“Big Pharma shill” has been bandied around so much that it has really started to lose all meaning. Your family doctor is a dealer, the hospital doctors promote drug dependency, scientists have blinders on to all but positive data about drugs, and anyone who says otherwise is brain washed. However, sometimes, there are actual shills for “Big Pharma.” Take, for instance, Ronald C. Petersen, M.D., Ph.D. He recently wrote a Clinical Practice article for the New England Journal of Medicine, detailing what’s currently known about the etiology, diagnosis, progression and treatment of mild cognitive impairment, and makes recommendations for clinicians seeing someone with mild cognitive impairment in their practice. He’s a director for the Mayo Clinic’s research centre on Alzheimer’s. He’s also a (cue ominous music) Big Pharma Shill.
Dr. Petersen reports receiving consulting fees from Elan Pharmaceuticals and GE Healthcare, receiving royalties from Oxford University Press, and serving as chair of data monitoring committees for Pfizer and Janssen Alzheimer Immunotherapy.
With odious credits like working for both GE and a pharmaceutical company, being paid to write books, and playing watchdog for Pfizer, surely the recommendations were to drug them up, use expensive equipment to poke and prod patients, and admit them to a care facility immediately to start billing the insurance company!
…Or not. (Emphasis added)
Depression should be ruled out. Referral for neuropsychological testing may be appropriate, particularly if the concern is the degree of impairment relative to the cognitive changes of aging… An MRI scan is suggested to rule out other conditions that might explain her memory loss (e.g., vascular disease, tumor, or hydrocephalus); the results might also show changes (e.g., hippocampal atrophy) suggesting that she is at increased risk for rapid progression to Alzheimer’s disease, although more data would be needed to justify the use of MRI for this purpose.
… At this time, I would not routinely recommend tests to predict the risk of progression (e.g., 18FDG-PET or measurement of biomarkers in cerebrospinal fluid) but would encourage the patient to consider participation in research evaluating these tools. I would explain that at present there are no FDA-approved medications for this condition; I would also review the negative results of medication trials thus far and explain the costs and potential side effects of pharmacotherapy. I would recommend engagement in aerobic exercise, involvement in intellectually stimulating activities and participation in social activities, given that these might be beneficial and pose little risk, although more data are needed to inform their efficacy in reducing the risk of progression to the dementia stage of Alzheimer’s disease.

### Tasks to complete
1: In the Big Pharma shill post, why would Dr. Petersen recommend aerobic exercise, intellectually stimulating activities and social activities? Answer in one to three sentences.
2: List every company or organization that the Big Pharma shill post says Dr. Petersen has received money from or served.
3: Carry the Big Pharma shill post forward from its final sentence.
The material after the Big Pharma shill post is separate from it.

(Items in a dataset)
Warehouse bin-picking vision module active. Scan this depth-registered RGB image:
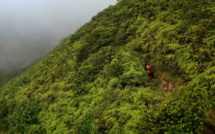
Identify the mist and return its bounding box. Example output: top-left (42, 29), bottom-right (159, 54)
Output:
top-left (0, 0), bottom-right (117, 75)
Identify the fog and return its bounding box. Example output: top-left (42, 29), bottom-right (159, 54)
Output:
top-left (0, 0), bottom-right (116, 75)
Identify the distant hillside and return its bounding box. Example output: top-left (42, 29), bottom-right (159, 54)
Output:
top-left (0, 0), bottom-right (215, 134)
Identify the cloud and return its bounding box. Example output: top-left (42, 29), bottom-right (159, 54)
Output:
top-left (0, 0), bottom-right (116, 72)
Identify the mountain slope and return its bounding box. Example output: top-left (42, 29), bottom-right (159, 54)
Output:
top-left (0, 0), bottom-right (215, 134)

### Responses to the exercise
1: He recommends them because they might be beneficial and pose little risk. He adds that more data are needed to show whether they reduce the risk of progression to the dementia stage of Alzheimer's disease.

2: Elan Pharmaceuticals, GE Healthcare, Oxford University Press, Pfizer, Janssen Alzheimer Immunotherapy

3:
It’s true! The “Big Pharma shill” is saying, you know what, don’t waste your time and money on fancy tests because we’re not sure they’ll work. He’s explaining to his patient that medication is not a good option due to all the failed trials out there, and explaining why the drugs would be expensive and harmful. What should his patient do instead? Exercise her body, and exercise her brain.
Why? The evidence is unclear on all current therapies for halting Alzheimer’s progression, the cause of mild cognitive impairment is probably multi-factoral, and until we know why it happens, we can’t stop it from happening.The drugs available to treat it are cost-prohibitive and detrimental to the patient’s quality of life in other ways. Many people who develop mild cognitive impairment will not progress to dementia, and our tests are just not good enough to distinguish between the stable individuals and the ones who need intervention. There is some demonstrated benefit to physical and intellectual stimulation, and there’s no downside to it.
When it comes right down to it, he’s saying it because the evidence is unclear, and this is how a good doctor and scientist deals with muddy evidence, no matter who is paying his salary.